- **Task input**:
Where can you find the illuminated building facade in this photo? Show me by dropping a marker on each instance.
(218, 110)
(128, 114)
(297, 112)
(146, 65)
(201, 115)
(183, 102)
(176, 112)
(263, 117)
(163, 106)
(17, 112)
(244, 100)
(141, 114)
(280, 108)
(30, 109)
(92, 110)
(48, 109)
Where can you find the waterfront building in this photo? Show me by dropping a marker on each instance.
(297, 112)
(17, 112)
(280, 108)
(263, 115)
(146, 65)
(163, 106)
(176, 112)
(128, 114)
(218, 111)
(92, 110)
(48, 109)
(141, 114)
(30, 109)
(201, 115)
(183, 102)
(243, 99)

* * *

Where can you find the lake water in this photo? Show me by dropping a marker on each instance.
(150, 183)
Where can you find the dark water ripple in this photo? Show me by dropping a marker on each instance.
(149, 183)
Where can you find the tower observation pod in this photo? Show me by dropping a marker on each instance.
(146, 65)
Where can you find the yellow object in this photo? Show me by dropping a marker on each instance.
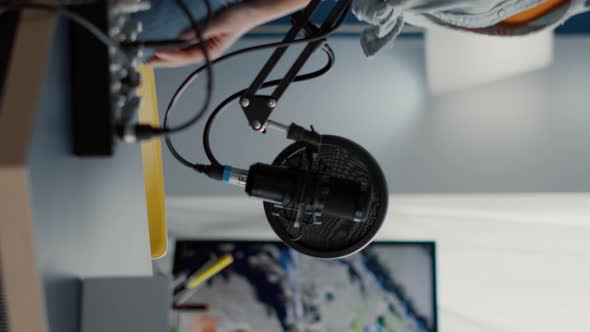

- **What you are asked to do**: Beginning with the line holding "Where can you find the tower" and ending with the line holding "Where can you find the yellow", write out the stretch of material above exactly; add no further lines.

- **Your solution**:
Where can you find the tower observation pod in this photo? Show me by dropping a marker on each instance.
(146, 65)
Where can you find the yellow object in this photo? Show me by dropping a marker on each instance.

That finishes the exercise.